Task to carry out: Select every line below containing the word "post".

Data listing:
┄┄┄┄┄┄┄┄┄┄
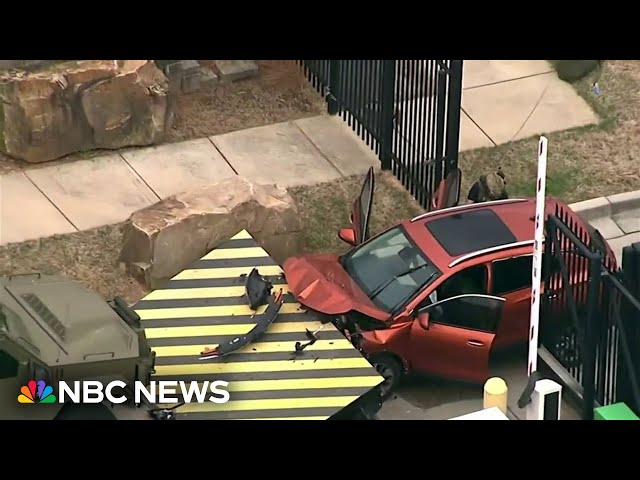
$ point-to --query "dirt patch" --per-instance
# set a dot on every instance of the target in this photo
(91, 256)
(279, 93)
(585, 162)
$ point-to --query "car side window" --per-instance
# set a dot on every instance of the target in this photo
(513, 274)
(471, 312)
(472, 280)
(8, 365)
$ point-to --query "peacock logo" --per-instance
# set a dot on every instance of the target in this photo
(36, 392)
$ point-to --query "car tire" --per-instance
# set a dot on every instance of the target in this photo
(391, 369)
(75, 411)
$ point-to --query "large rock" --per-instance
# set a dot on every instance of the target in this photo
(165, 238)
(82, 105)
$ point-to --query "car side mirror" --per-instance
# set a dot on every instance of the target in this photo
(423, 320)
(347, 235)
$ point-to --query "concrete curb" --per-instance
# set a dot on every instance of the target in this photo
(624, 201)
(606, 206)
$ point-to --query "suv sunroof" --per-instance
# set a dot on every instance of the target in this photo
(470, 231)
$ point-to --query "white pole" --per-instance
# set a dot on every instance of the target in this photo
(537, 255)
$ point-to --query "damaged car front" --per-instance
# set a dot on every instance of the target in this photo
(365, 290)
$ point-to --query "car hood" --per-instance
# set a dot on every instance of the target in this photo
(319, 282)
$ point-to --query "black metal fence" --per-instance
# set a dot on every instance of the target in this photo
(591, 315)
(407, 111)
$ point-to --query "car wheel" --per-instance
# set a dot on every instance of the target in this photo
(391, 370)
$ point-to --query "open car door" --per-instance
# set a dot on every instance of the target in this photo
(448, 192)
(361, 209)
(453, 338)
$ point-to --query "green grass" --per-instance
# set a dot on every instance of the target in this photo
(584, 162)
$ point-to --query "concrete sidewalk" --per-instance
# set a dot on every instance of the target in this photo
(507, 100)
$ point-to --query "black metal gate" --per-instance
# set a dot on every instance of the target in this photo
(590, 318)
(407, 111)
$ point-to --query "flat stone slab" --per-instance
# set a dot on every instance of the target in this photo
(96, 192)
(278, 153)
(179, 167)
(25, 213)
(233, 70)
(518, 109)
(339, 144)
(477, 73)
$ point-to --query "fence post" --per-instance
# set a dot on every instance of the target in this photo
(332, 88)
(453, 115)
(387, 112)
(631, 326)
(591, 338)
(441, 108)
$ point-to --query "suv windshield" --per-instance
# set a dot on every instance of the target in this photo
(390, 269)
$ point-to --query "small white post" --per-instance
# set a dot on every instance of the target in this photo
┄┄┄┄┄┄┄┄┄┄
Exercise response:
$ point-to --query "fence post" --per-instance
$ point-to --query "small white post" --per-instance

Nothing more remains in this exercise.